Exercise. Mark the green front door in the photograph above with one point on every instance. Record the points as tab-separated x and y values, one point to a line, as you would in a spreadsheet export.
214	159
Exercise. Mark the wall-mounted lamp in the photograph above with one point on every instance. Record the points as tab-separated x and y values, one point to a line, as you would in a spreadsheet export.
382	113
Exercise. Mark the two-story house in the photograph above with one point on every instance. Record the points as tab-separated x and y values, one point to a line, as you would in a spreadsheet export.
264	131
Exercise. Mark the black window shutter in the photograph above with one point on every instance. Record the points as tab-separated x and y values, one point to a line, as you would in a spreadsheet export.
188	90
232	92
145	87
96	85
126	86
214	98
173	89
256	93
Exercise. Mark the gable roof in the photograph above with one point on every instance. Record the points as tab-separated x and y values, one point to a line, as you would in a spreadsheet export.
● ● ● ● ● ● ●
■ Instructions to follow ■
Could you reproduce every record exactly as it appears?

■ Written answer ■
Exercise. Mark the green front door in the photograph above with one point on every instance. Record the points as tab-separated x and y values, one point to a line, as you would in a spreadsheet export.
214	159
Exercise. Mark the wall-mounted lamp in the photograph above with one point on every instance. Record the points as tab-separated x and y values, one point to a line, as you would in a spreadsheet export.
382	113
Exercise. Mark the two-story house in the photograph above with one point on every instance. Record the points as tab-separated x and y values, one point to a line, as you would in a spreadsheet export.
264	131
Exercise. Mark the black window shutter in the photograph above with one point on every instance. Record the points as tab-separated x and y values, one point to a line, as you would in a spreadsheet export.
188	90
232	92
145	87
96	85
126	86
214	98
173	89
256	93
Exercise. Mark the gable roof in the photograph above with one point on every instance. Record the points as tab-separated x and y values, one point to a line, as you would in a spreadsheet export.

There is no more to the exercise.